* **Exercise details**: Reproduce the entries word for word but drop every picture.
[Provided records]
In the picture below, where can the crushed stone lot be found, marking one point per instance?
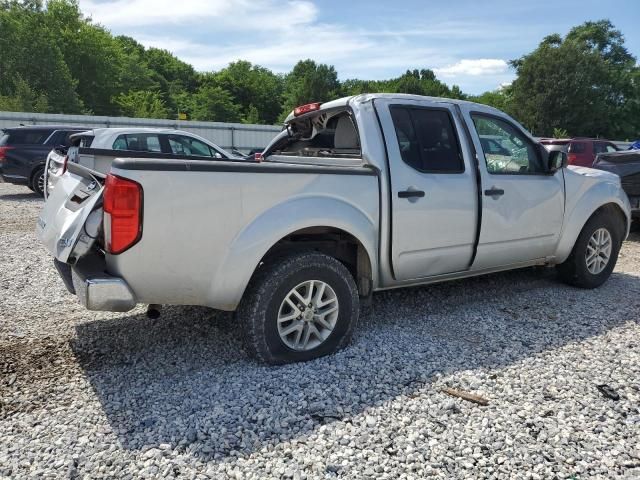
(102, 395)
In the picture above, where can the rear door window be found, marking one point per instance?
(577, 147)
(190, 147)
(138, 142)
(427, 140)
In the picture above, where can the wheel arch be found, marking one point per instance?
(579, 218)
(325, 224)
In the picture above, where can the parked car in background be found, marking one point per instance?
(357, 195)
(97, 148)
(625, 164)
(23, 152)
(581, 151)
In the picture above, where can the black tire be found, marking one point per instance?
(37, 181)
(574, 269)
(259, 308)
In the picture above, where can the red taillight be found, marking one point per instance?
(122, 213)
(3, 153)
(309, 107)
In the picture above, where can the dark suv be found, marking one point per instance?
(24, 150)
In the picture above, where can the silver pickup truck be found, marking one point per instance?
(354, 196)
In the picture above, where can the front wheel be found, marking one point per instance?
(298, 308)
(594, 254)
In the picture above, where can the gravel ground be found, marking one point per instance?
(96, 395)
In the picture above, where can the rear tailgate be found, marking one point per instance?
(76, 201)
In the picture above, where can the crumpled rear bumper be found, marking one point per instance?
(96, 289)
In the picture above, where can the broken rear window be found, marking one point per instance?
(329, 134)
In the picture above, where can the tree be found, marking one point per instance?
(583, 83)
(211, 103)
(310, 82)
(29, 56)
(94, 58)
(500, 99)
(256, 89)
(24, 99)
(141, 104)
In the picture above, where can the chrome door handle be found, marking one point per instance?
(411, 194)
(494, 192)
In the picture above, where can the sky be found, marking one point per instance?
(466, 42)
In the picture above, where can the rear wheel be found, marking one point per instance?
(594, 254)
(298, 308)
(37, 181)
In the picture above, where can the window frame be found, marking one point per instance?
(137, 134)
(536, 146)
(404, 106)
(212, 150)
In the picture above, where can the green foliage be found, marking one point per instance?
(583, 83)
(54, 59)
(309, 82)
(214, 104)
(24, 99)
(28, 51)
(142, 104)
(255, 89)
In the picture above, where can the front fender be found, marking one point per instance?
(584, 195)
(272, 225)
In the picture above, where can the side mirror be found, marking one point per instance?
(556, 160)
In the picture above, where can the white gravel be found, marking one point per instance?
(96, 395)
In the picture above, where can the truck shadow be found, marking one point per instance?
(184, 379)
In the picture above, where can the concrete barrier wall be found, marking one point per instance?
(227, 135)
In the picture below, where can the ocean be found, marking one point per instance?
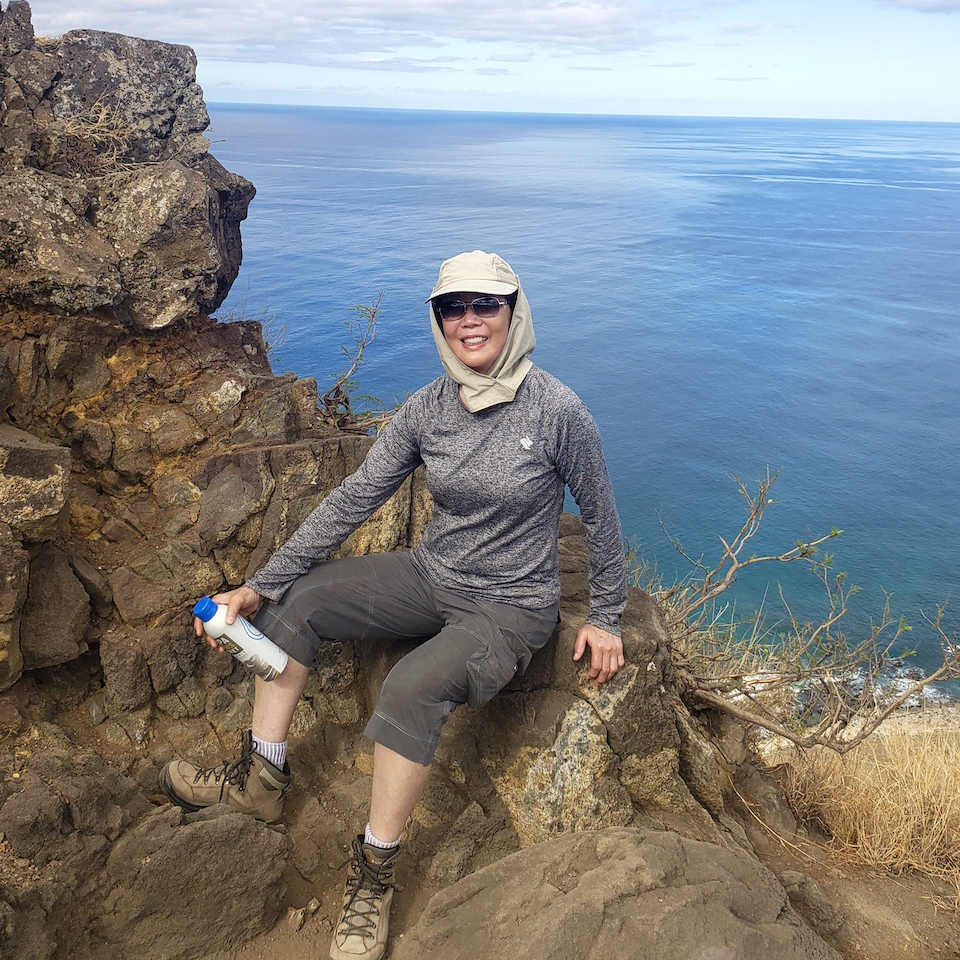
(728, 296)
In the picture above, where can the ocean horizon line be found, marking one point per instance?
(555, 114)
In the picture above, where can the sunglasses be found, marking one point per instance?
(484, 307)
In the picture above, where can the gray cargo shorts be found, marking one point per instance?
(473, 647)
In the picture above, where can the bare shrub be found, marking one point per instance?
(808, 682)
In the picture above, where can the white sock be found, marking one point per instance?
(275, 753)
(368, 837)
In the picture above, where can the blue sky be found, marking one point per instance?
(863, 59)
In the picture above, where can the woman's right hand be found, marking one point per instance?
(243, 601)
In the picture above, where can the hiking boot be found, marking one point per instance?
(361, 931)
(251, 784)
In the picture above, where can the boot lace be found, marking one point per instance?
(230, 771)
(366, 885)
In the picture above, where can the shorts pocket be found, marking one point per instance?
(493, 666)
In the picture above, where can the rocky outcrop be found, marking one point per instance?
(109, 201)
(645, 894)
(149, 453)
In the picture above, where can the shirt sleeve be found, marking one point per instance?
(583, 468)
(391, 459)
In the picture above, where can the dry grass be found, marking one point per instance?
(891, 804)
(96, 141)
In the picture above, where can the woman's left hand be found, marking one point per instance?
(606, 652)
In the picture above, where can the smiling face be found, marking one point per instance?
(477, 341)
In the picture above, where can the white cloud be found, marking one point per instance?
(299, 28)
(925, 6)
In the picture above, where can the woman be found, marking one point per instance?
(500, 440)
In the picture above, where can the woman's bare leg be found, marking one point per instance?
(274, 703)
(398, 784)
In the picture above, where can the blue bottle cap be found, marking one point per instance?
(205, 609)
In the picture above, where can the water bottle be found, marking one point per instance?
(255, 651)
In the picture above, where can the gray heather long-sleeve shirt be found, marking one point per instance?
(497, 478)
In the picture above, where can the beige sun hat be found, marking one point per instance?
(480, 272)
(475, 272)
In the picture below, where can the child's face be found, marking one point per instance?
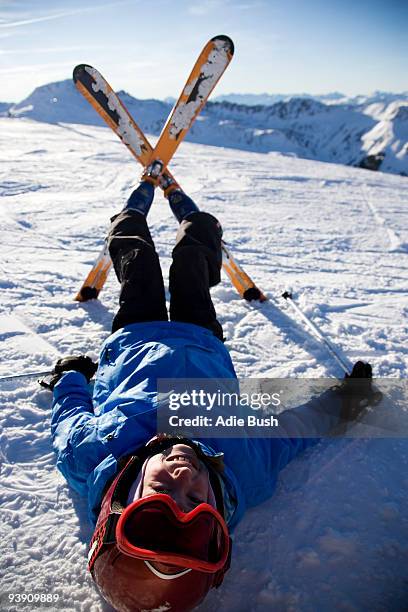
(179, 473)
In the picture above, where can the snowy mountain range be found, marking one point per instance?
(334, 97)
(370, 131)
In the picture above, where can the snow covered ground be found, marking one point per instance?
(335, 534)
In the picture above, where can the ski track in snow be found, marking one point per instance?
(335, 534)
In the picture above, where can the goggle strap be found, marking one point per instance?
(219, 576)
(104, 535)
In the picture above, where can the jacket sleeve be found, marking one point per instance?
(76, 431)
(305, 425)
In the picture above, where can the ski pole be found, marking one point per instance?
(27, 375)
(345, 367)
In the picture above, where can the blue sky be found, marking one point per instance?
(148, 48)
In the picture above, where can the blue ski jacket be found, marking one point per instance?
(92, 432)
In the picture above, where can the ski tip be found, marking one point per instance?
(86, 294)
(252, 294)
(78, 70)
(227, 41)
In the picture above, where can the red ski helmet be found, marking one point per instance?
(150, 555)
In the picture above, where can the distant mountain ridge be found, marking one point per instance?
(335, 97)
(372, 135)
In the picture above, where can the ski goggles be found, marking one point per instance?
(154, 528)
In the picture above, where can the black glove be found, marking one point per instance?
(79, 363)
(357, 391)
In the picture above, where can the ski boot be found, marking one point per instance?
(168, 184)
(153, 172)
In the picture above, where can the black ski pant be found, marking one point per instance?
(196, 265)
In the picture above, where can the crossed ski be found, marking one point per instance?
(206, 72)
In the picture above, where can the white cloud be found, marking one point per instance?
(32, 19)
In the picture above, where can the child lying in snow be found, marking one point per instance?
(164, 506)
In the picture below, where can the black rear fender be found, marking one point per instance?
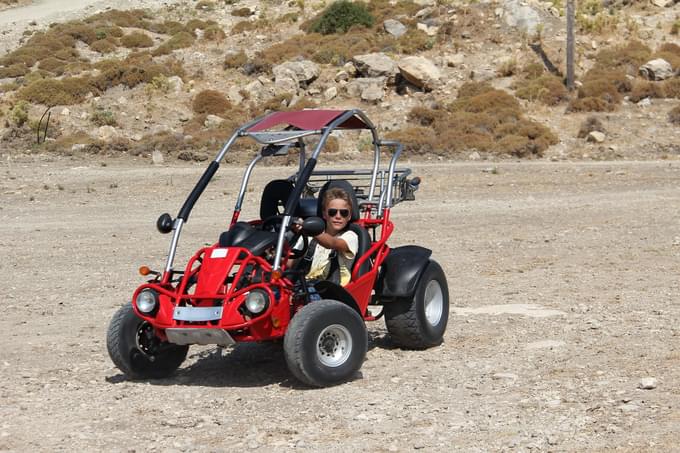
(400, 272)
(330, 290)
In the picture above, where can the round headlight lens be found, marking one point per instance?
(146, 301)
(257, 301)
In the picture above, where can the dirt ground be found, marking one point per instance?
(563, 299)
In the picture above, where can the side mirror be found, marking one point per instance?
(164, 223)
(313, 226)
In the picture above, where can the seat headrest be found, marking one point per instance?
(274, 198)
(347, 187)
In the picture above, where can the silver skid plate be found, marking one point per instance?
(199, 336)
(197, 313)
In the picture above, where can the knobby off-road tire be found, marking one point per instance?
(420, 323)
(325, 343)
(136, 351)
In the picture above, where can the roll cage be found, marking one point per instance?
(377, 189)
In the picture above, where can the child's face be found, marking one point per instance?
(335, 223)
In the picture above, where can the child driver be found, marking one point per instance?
(336, 246)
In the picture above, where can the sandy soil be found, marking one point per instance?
(563, 298)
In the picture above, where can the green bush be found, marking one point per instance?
(341, 16)
(103, 117)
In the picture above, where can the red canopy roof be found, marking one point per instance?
(307, 120)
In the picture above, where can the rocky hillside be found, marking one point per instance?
(451, 79)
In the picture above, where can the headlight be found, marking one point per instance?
(146, 301)
(257, 301)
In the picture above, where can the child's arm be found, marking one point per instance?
(332, 242)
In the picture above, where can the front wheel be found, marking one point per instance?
(137, 351)
(420, 323)
(325, 343)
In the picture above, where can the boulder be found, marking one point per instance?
(394, 27)
(430, 30)
(420, 72)
(176, 84)
(373, 94)
(375, 65)
(107, 133)
(596, 137)
(213, 121)
(330, 93)
(518, 15)
(658, 69)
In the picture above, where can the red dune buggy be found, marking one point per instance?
(242, 288)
[/Provided records]
* **Problem solution**:
In the picture below, where can the crushed stone lot be found, marking one point per instance?
(102, 395)
In the picture above, where can the rear door window be found, marking one point per instance?
(577, 147)
(190, 147)
(138, 142)
(427, 140)
In the picture above, where can the wheel arch be found, marking one point per instance?
(579, 218)
(325, 224)
In the picture above, where can the parked car in background be found, marking one point per instance?
(357, 195)
(97, 148)
(625, 164)
(23, 152)
(581, 151)
In the picture above, where can the black tire be found, marking one point per instance?
(37, 181)
(574, 269)
(259, 308)
In the picture above, where can the red taillight be found, marking one point per instance?
(122, 213)
(3, 153)
(309, 107)
In the picture above, where can the dark suv be found, marking one point per instance?
(24, 150)
In the picture above, where can the silver pickup truck be found, marking one point per instance?
(354, 196)
In the picture above, where can the front wheel be found, marking one point per instance?
(298, 308)
(594, 254)
In the picture above, where can the gravel ground be found, marking one point per instance?
(96, 395)
In the picture above, where can the rear tailgate be found, marking one point per instance?
(76, 201)
In the picture above, where can the crumpled rear bumper be found, marking one point per instance?
(96, 289)
In the picture above, where can the broken rear window be found, marking one point per instance?
(329, 134)
In the picture above, where can the tree be found, marking one point per instance?
(583, 83)
(211, 103)
(310, 82)
(29, 56)
(94, 58)
(500, 99)
(256, 89)
(24, 99)
(141, 104)
In the picture above, where can the chrome door handle be found, marking one point per instance?
(411, 194)
(494, 192)
In the picture above, where can the sky be found, marking one point per instance?
(466, 42)
In the picture above, where can the rear wheel be found, marking one point per instance?
(594, 254)
(298, 308)
(37, 181)
In the picture above, where can the window frame be found, marking one point per instance?
(137, 134)
(536, 146)
(404, 106)
(212, 150)
In the picture above, where can the green foliage be found, marking one point per instance?
(583, 83)
(54, 59)
(309, 82)
(214, 104)
(24, 99)
(28, 51)
(142, 104)
(255, 89)
In the picture above, where can the front fender be found, marking one point per instance?
(584, 195)
(272, 225)
In the picture above, where can the side mirror be found, marking one point per instance?
(556, 160)
In the picture above, where can the white gravel be found, marking one point per instance?
(96, 395)
In the picture above, where can the truck shadow be found, marking one point per instance?
(184, 379)
In the picture above, where can the concrete barrier wall be found, marking one point per instance?
(227, 135)
In the picture below, where can the ocean be found, marking one point per instance?
(728, 296)
In the picture above, where can the ocean horizon line be found, marking one point per instance?
(555, 114)
In the picture above, where can the sunglasses be found, marking one point per instance?
(484, 307)
In the picture above, where can the gray cargo shorts be found, marking one point per instance?
(473, 647)
In the picture above, where can the bare shrub be found, marking one point per instance?
(808, 682)
In the picture above, where can the white sock be found, marking one point per instance?
(275, 753)
(368, 837)
In the picture above, where can the blue sky be found, marking one point per instance?
(863, 59)
In the picture above, where can the woman's right hand be found, marking one point per instance?
(243, 601)
In the picture above, where can the hiking boot be found, marking one point per instance?
(361, 931)
(251, 784)
In the picture above, where can the boot lace be found, marking one point per instance?
(230, 771)
(366, 885)
In the picture above, where can the shorts pocket be found, marking one point per instance?
(493, 666)
In the picture above, where can the rocky outcrop be found, marking one point per instance?
(109, 201)
(645, 894)
(149, 453)
In the picture above, where can the shirt sleeve be found, marking one point per instance?
(583, 468)
(391, 459)
In the picture above, where can the dry grass be found, marking one point per instance?
(891, 804)
(96, 141)
In the picture above, where can the woman's left hand be found, marking one point per instance?
(606, 652)
In the picture above, where can the smiling face be found, marking one point per instance?
(477, 341)
In the picture above, where can the white cloud be found, marking one point per instance?
(299, 28)
(925, 6)
In the picture above, where can the woman be found, marking one point per instance?
(500, 440)
In the picture above, where can the woman's bare leg be found, marking one point per instance?
(274, 703)
(398, 784)
In the picture above, where can the blue bottle cap be found, marking one point per instance?
(205, 609)
In the picture above, where can the water bottle be found, marking one point per instance?
(255, 651)
In the picture above, where can the gray heather long-sleeve shirt be found, marking one point per instance?
(497, 478)
In the picture above, where can the beige sun hat be found, marking one point per instance?
(480, 272)
(475, 272)
In the picture below, where can the child's face be found, marking one point per instance?
(179, 473)
In the picture above, where can the snowy mountain range be found, marking one point per instance?
(334, 97)
(370, 131)
In the picture above, where can the snow covered ground be found, marking one point per instance?
(335, 534)
In the picture above, where can the ski track in snow be found, marking one point per instance?
(335, 534)
In the picture above, where can the goggle strap be found, marking one point per instance?
(219, 576)
(104, 535)
In the picture above, where can the jacket sleeve be found, marking one point per instance?
(76, 431)
(305, 425)
In the picture above, where can the ski pole be found, marking one point per instance?
(27, 375)
(345, 367)
In the picture above, where can the blue sky be found, marking one point per instance?
(148, 48)
In the picture above, where can the blue ski jacket be found, marking one point per instance?
(92, 432)
In the picture above, where can the ski tip be found, marking one point per instance?
(86, 294)
(252, 294)
(78, 70)
(227, 41)
In the picture above, where can the red ski helmet be found, marking one point per instance?
(150, 555)
In the picture above, where can the distant mountain ridge be found, marking one point per instance?
(335, 97)
(372, 135)
In the picture above, where can the ski goggles be found, marking one point per instance?
(154, 528)
In the picture above, where can the black glove be found, marking one point per instance?
(79, 363)
(357, 391)
In the picture above, where can the ski boot be found, marking one point per instance?
(168, 184)
(153, 172)
In the picture above, where can the black ski pant be found, marking one point per instance?
(196, 265)
In the picture above, where can the crossed ski be found, marking one point per instance?
(206, 72)
In the picture above, where can the white cloud be found, marking one point per instance?
(32, 19)
In the picture above, where can the child lying in snow be found, marking one point per instance?
(164, 506)
In the picture below, where can the black rear fender be found, marking one point per instance?
(400, 272)
(330, 290)
In the picture above, where can the round headlight lens be found, marking one point per instance?
(146, 301)
(257, 301)
In the picture above, where can the dirt ground be found, marking one point per instance?
(563, 299)
In the picture above, where can the side mirror be found, marking one point per instance?
(164, 223)
(313, 226)
In the picture above, where can the seat headrest be found, marking one point per instance?
(274, 198)
(347, 187)
In the picture above, where can the silver skid plate be found, marking one point per instance?
(199, 336)
(197, 313)
In the picture above, where can the knobby off-road tire be found, marking one point per instance?
(420, 323)
(325, 343)
(136, 351)
In the picture above, where can the roll cage be found, marking one point per instance?
(377, 189)
In the picture above, where can the child's face be found, marking one point per instance?
(335, 223)
In the picture above, where can the child driver be found, marking one point per instance?
(336, 246)
In the picture above, where can the sandy soil be found, marking one point per instance?
(563, 298)
In the picture above, where can the green bush be found, marking one point per instance?
(341, 16)
(103, 117)
In the picture above, where can the red canopy roof be found, marking one point per instance?
(307, 120)
In the picture above, where can the rocky hillside be found, marking one point per instance?
(451, 79)
In the picture above, where can the headlight be found, marking one point per instance?
(146, 301)
(257, 301)
In the picture above, where can the child's arm be found, marking one point per instance?
(332, 242)
In the picture above, where can the front wheel be found, marking one point per instance?
(137, 351)
(420, 323)
(325, 343)
In the picture above, where can the boulder be found, marking one point per instance?
(394, 27)
(430, 30)
(420, 72)
(176, 84)
(373, 94)
(375, 65)
(107, 133)
(596, 137)
(213, 121)
(330, 93)
(518, 15)
(658, 69)
In the picture above, where can the red dune buggy be found, marking one point per instance?
(242, 288)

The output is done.